▶ _TASK TO CARRY OUT_: Extract every line of the material below and reproduce it faithfully.
---------- RECORDS PROVIDED ----------
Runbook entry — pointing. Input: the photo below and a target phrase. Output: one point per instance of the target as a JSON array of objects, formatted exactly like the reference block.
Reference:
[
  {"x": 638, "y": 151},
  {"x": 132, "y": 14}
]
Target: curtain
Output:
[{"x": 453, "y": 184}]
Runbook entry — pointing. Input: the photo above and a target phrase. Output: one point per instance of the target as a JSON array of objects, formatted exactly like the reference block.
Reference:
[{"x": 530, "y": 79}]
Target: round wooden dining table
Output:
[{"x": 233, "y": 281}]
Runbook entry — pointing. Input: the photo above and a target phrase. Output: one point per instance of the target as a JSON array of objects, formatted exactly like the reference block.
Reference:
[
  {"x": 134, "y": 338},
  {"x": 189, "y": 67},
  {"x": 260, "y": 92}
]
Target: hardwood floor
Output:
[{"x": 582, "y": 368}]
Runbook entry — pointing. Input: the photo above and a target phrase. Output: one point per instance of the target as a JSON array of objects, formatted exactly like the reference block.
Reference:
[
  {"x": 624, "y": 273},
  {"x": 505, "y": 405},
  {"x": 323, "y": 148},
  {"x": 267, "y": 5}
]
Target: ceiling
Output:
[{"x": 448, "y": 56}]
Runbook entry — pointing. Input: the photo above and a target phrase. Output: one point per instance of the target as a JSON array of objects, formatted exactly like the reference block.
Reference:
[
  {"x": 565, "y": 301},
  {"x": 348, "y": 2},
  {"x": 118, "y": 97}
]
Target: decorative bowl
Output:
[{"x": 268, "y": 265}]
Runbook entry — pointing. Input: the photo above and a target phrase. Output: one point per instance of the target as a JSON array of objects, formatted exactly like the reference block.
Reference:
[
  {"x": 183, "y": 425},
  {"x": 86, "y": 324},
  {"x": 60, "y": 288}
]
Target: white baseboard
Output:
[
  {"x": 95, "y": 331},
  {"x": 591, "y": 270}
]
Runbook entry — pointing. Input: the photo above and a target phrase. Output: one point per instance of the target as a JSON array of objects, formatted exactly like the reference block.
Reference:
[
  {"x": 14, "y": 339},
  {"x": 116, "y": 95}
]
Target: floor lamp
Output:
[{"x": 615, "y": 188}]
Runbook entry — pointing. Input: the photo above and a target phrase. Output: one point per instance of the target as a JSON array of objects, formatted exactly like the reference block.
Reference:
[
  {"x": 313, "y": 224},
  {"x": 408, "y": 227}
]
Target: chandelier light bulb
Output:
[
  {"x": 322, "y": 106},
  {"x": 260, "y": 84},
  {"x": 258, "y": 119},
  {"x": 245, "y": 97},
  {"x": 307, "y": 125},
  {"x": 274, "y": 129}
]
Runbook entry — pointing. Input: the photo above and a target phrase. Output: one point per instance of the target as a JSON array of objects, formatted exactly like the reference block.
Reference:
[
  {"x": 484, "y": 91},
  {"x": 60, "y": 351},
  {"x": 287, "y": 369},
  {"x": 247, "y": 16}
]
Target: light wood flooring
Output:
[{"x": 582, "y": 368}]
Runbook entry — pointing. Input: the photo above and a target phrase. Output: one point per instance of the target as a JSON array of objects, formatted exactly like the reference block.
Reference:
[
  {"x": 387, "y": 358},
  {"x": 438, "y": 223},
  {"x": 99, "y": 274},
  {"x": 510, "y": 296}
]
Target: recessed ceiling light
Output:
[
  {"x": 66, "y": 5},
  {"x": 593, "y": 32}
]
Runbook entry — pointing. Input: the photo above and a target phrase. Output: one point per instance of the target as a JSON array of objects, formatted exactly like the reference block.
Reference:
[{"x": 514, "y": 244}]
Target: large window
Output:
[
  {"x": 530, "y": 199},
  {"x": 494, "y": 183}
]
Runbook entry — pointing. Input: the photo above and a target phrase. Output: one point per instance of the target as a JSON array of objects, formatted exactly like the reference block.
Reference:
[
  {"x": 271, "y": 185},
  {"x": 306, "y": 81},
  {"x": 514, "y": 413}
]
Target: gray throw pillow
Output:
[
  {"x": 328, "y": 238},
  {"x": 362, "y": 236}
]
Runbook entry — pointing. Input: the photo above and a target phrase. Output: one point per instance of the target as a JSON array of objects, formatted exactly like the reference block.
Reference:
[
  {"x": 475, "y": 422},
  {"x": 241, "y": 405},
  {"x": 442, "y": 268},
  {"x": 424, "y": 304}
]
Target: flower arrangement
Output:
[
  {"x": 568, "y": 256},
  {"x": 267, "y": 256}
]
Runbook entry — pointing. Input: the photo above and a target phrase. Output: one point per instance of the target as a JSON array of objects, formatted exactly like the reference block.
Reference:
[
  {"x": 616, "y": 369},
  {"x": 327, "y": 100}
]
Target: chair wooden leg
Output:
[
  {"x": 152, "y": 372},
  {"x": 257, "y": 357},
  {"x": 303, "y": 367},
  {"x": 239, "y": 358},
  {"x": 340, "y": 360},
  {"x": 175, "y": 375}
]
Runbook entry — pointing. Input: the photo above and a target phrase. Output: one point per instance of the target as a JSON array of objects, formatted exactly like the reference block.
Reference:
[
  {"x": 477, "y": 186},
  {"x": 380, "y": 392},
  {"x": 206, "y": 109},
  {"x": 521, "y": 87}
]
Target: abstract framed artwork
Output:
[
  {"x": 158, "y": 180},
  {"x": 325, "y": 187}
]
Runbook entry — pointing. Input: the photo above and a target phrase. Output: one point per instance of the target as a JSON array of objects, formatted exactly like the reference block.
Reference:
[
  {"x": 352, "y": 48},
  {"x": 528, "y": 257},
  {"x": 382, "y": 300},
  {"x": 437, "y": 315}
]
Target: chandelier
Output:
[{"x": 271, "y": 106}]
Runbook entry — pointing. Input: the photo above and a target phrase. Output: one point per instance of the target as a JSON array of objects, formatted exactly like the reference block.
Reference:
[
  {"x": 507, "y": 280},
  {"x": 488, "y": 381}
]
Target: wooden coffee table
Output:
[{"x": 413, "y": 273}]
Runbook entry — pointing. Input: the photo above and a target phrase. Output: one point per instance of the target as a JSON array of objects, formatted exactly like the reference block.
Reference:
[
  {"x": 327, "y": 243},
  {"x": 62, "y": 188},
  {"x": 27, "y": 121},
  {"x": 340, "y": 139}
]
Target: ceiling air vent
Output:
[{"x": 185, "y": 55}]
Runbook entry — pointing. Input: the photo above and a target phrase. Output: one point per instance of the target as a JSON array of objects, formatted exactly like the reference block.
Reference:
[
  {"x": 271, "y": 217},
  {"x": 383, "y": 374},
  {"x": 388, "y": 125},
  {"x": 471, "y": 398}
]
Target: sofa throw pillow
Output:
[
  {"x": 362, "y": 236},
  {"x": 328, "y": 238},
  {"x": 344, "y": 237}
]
----------
▶ _RESULT_:
Runbook entry — pointing. Input: the photo below and a target phrase. Output: one point per instance of the target as a JSON array of objects, formatted exactly like the reference block.
Reference:
[
  {"x": 638, "y": 151},
  {"x": 132, "y": 14}
]
Target: curtain
Output:
[{"x": 453, "y": 184}]
Runbook entry — pointing. Input: the photo above and a target phrase. Output: one point per instance of the target as a JSON array of objects, formatted exactly like the reference block.
Reference:
[{"x": 530, "y": 79}]
Target: round wooden dining table
Output:
[{"x": 233, "y": 281}]
Runbook entry — pointing. Input: the photo above and a target phrase. Output: one point per instance of the target as a JSON array of objects, formatted exactly like the reference block.
Reference:
[
  {"x": 134, "y": 338},
  {"x": 189, "y": 67},
  {"x": 260, "y": 92}
]
Target: hardwood floor
Output:
[{"x": 582, "y": 368}]
Runbook entry — pointing. Input: the photo above and a target phrase. Output: one point per instance of the target as a JSON array of objects, formatted exactly like the reference block.
Reference:
[
  {"x": 624, "y": 273},
  {"x": 505, "y": 405},
  {"x": 323, "y": 148},
  {"x": 267, "y": 5}
]
Target: ceiling
Output:
[{"x": 448, "y": 56}]
Runbook entry — pointing. Input: the photo above and a target phrase. Output: one point per instance of the target as a JSON array of objects, formatted exactly like the reference block.
Reference:
[
  {"x": 565, "y": 301},
  {"x": 348, "y": 2},
  {"x": 118, "y": 97}
]
Target: decorative bowl
Output:
[{"x": 268, "y": 265}]
Runbook entry — pointing. Input: the photo above and a target phrase. Output: one point per instance of the target as a JSON array of objects, formatted exactly like the reference block.
Reference:
[
  {"x": 183, "y": 425},
  {"x": 86, "y": 324},
  {"x": 60, "y": 288}
]
Target: white baseboard
Output:
[
  {"x": 95, "y": 331},
  {"x": 591, "y": 270}
]
Runbook entry — pointing. Input: the photo above and a target phrase. Output: one point per instance of the target as a JSON array of objects, formatted exactly like the reference block.
Reference:
[
  {"x": 14, "y": 339},
  {"x": 116, "y": 95}
]
Target: floor lamp
Output:
[{"x": 615, "y": 188}]
Runbook entry — pointing. Input: the photo above and a target phrase. Output: one point per instance of the target as a JSON array of objects, formatted exactly like the reference block.
Reference:
[
  {"x": 313, "y": 224},
  {"x": 408, "y": 227}
]
Target: chandelier light bulb
Output:
[
  {"x": 322, "y": 106},
  {"x": 260, "y": 84},
  {"x": 258, "y": 119},
  {"x": 245, "y": 97},
  {"x": 307, "y": 125},
  {"x": 274, "y": 129}
]
Runbook entry — pointing. Input: the photo above and a target phrase. Output: one point per instance of the target as a JSON array of objects, formatted exactly like the reference block.
Reference:
[
  {"x": 484, "y": 91},
  {"x": 60, "y": 351},
  {"x": 287, "y": 369},
  {"x": 247, "y": 16}
]
Target: light wood flooring
Output:
[{"x": 582, "y": 368}]
Runbook entry — pointing. Input: the photo above and a target phrase. Output: one point per instance of the target as a JSON array of objects, formatted exactly like the reference block.
Reference:
[
  {"x": 387, "y": 358},
  {"x": 438, "y": 223},
  {"x": 99, "y": 274},
  {"x": 510, "y": 296}
]
Target: recessed ceiling light
Output:
[
  {"x": 66, "y": 5},
  {"x": 593, "y": 32}
]
Runbook entry — pointing. Input: the photo above and a target phrase. Output: one point per instance of the target as a JSON array of objects, formatted exactly like the reference block.
Reference:
[{"x": 514, "y": 244}]
Target: large window
Output:
[
  {"x": 530, "y": 199},
  {"x": 494, "y": 183}
]
Runbook entry — pointing. Input: the photo above and a target phrase. Output: one point per instance of the target as a JSON array of objects, formatted exactly like the reference block.
Reference:
[
  {"x": 271, "y": 185},
  {"x": 306, "y": 81},
  {"x": 514, "y": 413}
]
Target: gray throw pillow
Output:
[
  {"x": 328, "y": 238},
  {"x": 362, "y": 236}
]
Runbook entry — pointing. Input: the photo above and a target phrase. Output: one point per instance of the target as a JSON array of objects, formatted exactly like the reference block.
Reference:
[
  {"x": 475, "y": 422},
  {"x": 241, "y": 405},
  {"x": 442, "y": 268},
  {"x": 424, "y": 304}
]
Target: flower arrangement
Output:
[
  {"x": 568, "y": 256},
  {"x": 267, "y": 256}
]
Runbook entry — pointing. Input: the photo above and a target phrase. Output: one point per instance of the target as a JSON array of objects, formatted exactly like the reference block.
Reference:
[
  {"x": 616, "y": 369},
  {"x": 327, "y": 100}
]
Target: chair wooden leg
Output:
[
  {"x": 152, "y": 372},
  {"x": 257, "y": 357},
  {"x": 303, "y": 367},
  {"x": 239, "y": 358},
  {"x": 340, "y": 360},
  {"x": 175, "y": 375}
]
Runbook entry — pointing. Input: the photo above and a target phrase. Output: one point per instance of the target as a JSON array of objects, formatted exactly like the reference block.
Reference:
[
  {"x": 477, "y": 186},
  {"x": 380, "y": 392},
  {"x": 206, "y": 109},
  {"x": 521, "y": 87}
]
Target: abstract framed artwork
Output:
[
  {"x": 158, "y": 180},
  {"x": 325, "y": 187}
]
Runbook entry — pointing. Input: the photo above and a target phrase. Output: one point per instance of the target as a JSON array of objects, formatted exactly like the reference block.
Reference:
[
  {"x": 352, "y": 48},
  {"x": 528, "y": 257},
  {"x": 382, "y": 300},
  {"x": 437, "y": 315}
]
Target: chandelier
Output:
[{"x": 271, "y": 106}]
Runbook entry — pointing. Input: the photo above and a target phrase. Output: one point per instance of the target as a JSON array of objects, formatted exactly like the reference block.
Reference:
[
  {"x": 507, "y": 280},
  {"x": 488, "y": 381}
]
Target: wooden coffee table
Output:
[{"x": 413, "y": 273}]
Runbook entry — pointing. Input: the photo above and a target phrase. Output: one point per instance of the target as a JSON array of objects, formatted exactly like the reference block.
Reference:
[
  {"x": 327, "y": 243},
  {"x": 62, "y": 188},
  {"x": 27, "y": 121},
  {"x": 340, "y": 139}
]
Target: ceiling air vent
Output:
[{"x": 185, "y": 55}]
Runbook entry — pointing. Input: the photo above and a target phrase. Output: one point per instance of the target as a JSON array of objects, formatted exactly like the reference block.
Reference:
[
  {"x": 271, "y": 217},
  {"x": 383, "y": 374},
  {"x": 388, "y": 125},
  {"x": 471, "y": 398}
]
Target: sofa throw pillow
Output:
[
  {"x": 362, "y": 236},
  {"x": 328, "y": 238},
  {"x": 344, "y": 237}
]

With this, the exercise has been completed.